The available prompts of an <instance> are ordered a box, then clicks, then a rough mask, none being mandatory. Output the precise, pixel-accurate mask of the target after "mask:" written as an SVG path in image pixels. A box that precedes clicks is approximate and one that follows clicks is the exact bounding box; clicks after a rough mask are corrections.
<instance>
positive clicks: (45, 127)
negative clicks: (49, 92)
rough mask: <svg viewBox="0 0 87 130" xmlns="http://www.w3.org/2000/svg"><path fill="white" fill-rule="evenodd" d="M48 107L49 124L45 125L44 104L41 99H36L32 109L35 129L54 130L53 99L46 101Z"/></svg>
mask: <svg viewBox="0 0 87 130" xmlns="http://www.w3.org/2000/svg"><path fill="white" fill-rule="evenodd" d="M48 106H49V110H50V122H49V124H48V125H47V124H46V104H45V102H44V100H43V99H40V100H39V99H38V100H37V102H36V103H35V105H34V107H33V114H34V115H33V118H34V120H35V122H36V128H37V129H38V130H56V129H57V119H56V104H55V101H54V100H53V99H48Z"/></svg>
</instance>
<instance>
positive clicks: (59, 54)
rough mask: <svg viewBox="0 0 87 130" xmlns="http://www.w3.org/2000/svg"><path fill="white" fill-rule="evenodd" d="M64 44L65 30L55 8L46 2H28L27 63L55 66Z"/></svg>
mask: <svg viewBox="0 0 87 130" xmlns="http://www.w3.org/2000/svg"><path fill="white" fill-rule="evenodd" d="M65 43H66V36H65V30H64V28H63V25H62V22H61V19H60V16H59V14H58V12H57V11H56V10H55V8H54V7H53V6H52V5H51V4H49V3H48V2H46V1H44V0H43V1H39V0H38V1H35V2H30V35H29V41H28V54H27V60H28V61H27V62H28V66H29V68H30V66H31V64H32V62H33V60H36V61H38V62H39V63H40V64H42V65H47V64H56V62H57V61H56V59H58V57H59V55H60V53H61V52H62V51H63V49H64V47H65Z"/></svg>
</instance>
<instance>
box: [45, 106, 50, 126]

··········

* Te volgen instructies
Hernoem in alle rijen hierboven "positive clicks" naar "foreground clicks" en geef de rijen verder ongewijzigd opnieuw weer.

* Antwoord hieronder
The available prompts of an <instance> are ordered a box, then clicks, then a rough mask, none being mandatory. Output the precise, pixel-accurate mask of the target after "mask:" written as an SVG path in image pixels. A box that precedes clicks is approximate and one that follows clicks is the exact bounding box; clicks after a rough mask are corrections.
<instance>
foreground clicks: (45, 127)
negative clicks: (49, 92)
rough mask: <svg viewBox="0 0 87 130" xmlns="http://www.w3.org/2000/svg"><path fill="white" fill-rule="evenodd" d="M48 107L49 124L45 125L44 104L41 99H36L32 109L35 129L54 130L53 99L46 101Z"/></svg>
mask: <svg viewBox="0 0 87 130" xmlns="http://www.w3.org/2000/svg"><path fill="white" fill-rule="evenodd" d="M48 106H49V110H50V122H49V124H48V125H47V124H46V104H45V102H44V100H43V99H40V100H39V99H38V100H37V102H36V103H35V105H34V107H33V114H34V115H33V118H34V120H35V122H36V128H37V129H38V130H56V129H57V119H56V104H55V101H54V100H53V99H48Z"/></svg>
</instance>
<instance>
foreground clicks: (59, 54)
rough mask: <svg viewBox="0 0 87 130" xmlns="http://www.w3.org/2000/svg"><path fill="white" fill-rule="evenodd" d="M64 44L65 30L55 8L46 2H28L27 63L55 66Z"/></svg>
mask: <svg viewBox="0 0 87 130" xmlns="http://www.w3.org/2000/svg"><path fill="white" fill-rule="evenodd" d="M65 43H66V36H65V30H64V28H63V25H62V22H61V19H60V16H59V14H58V12H57V11H56V10H55V8H54V7H53V6H52V5H51V4H49V3H48V2H46V1H44V0H43V1H39V0H38V1H35V2H30V35H29V41H28V54H27V60H28V61H27V62H28V66H29V68H30V66H31V64H32V62H33V60H36V61H38V62H39V63H40V64H42V65H47V64H56V62H57V61H56V59H58V57H59V55H60V53H61V52H62V51H63V49H64V47H65Z"/></svg>
</instance>
<instance>
box: [45, 106, 50, 126]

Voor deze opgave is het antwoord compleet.